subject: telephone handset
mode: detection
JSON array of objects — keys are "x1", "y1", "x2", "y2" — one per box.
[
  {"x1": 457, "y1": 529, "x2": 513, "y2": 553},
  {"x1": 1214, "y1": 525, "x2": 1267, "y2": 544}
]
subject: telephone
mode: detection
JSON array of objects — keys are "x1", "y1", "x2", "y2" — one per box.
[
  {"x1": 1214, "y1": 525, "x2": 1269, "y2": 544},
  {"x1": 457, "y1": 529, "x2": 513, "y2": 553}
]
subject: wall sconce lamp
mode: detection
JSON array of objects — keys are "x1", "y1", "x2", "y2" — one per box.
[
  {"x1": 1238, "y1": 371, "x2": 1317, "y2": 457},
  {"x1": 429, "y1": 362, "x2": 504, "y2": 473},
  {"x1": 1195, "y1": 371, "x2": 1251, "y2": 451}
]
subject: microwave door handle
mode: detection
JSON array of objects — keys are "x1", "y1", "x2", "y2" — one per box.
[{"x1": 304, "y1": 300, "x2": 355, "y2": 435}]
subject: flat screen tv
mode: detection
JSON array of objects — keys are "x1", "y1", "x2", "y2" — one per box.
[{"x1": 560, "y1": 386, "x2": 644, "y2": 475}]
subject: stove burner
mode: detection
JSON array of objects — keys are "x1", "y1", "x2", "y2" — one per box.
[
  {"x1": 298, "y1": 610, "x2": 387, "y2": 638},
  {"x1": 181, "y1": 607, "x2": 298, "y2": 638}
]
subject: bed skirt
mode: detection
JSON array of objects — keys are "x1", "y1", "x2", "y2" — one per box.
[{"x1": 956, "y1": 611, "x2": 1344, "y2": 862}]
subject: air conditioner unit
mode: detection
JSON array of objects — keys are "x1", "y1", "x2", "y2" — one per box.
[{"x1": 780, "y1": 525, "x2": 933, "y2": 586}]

+ + + + +

- **Task requirements**: Return each of the records above word for word, with no changes.

- **Finished exercise**:
subject: telephone handset
mode: detection
JSON array of objects — keys are "x1", "y1", "x2", "y2" — one per box.
[
  {"x1": 457, "y1": 529, "x2": 513, "y2": 553},
  {"x1": 1214, "y1": 525, "x2": 1267, "y2": 544}
]
subject: telephone
mode: detection
JSON array of objects — keys are "x1", "y1", "x2", "y2" — one per box.
[
  {"x1": 1214, "y1": 525, "x2": 1269, "y2": 544},
  {"x1": 457, "y1": 529, "x2": 513, "y2": 553}
]
subject: wall sconce lamp
mode: detection
JSON array of objects — keys are "x1", "y1", "x2", "y2" — one per box.
[
  {"x1": 1238, "y1": 371, "x2": 1317, "y2": 457},
  {"x1": 429, "y1": 362, "x2": 504, "y2": 473},
  {"x1": 1195, "y1": 371, "x2": 1251, "y2": 451}
]
subject: microwave door handle
mode: detection
JSON array of objects — keys are "x1", "y1", "x2", "y2" — one per box.
[{"x1": 304, "y1": 300, "x2": 355, "y2": 435}]
subject: flat screen tv
mode: detection
JSON array of objects — keys are "x1", "y1", "x2", "y2" — one per box.
[{"x1": 560, "y1": 386, "x2": 644, "y2": 475}]
subject: stove burner
mode: detection
JSON array of objects — keys are "x1", "y1", "x2", "y2" — one per box.
[
  {"x1": 298, "y1": 610, "x2": 387, "y2": 638},
  {"x1": 181, "y1": 607, "x2": 298, "y2": 638}
]
subject: bed skirt
mode: detection
JSON array of objects — keys are "x1", "y1", "x2", "y2" — one per box.
[{"x1": 956, "y1": 611, "x2": 1344, "y2": 862}]
subject: air conditioner unit
mode: detection
JSON array of objects — keys are "x1", "y1", "x2", "y2" — one per box.
[{"x1": 780, "y1": 525, "x2": 933, "y2": 586}]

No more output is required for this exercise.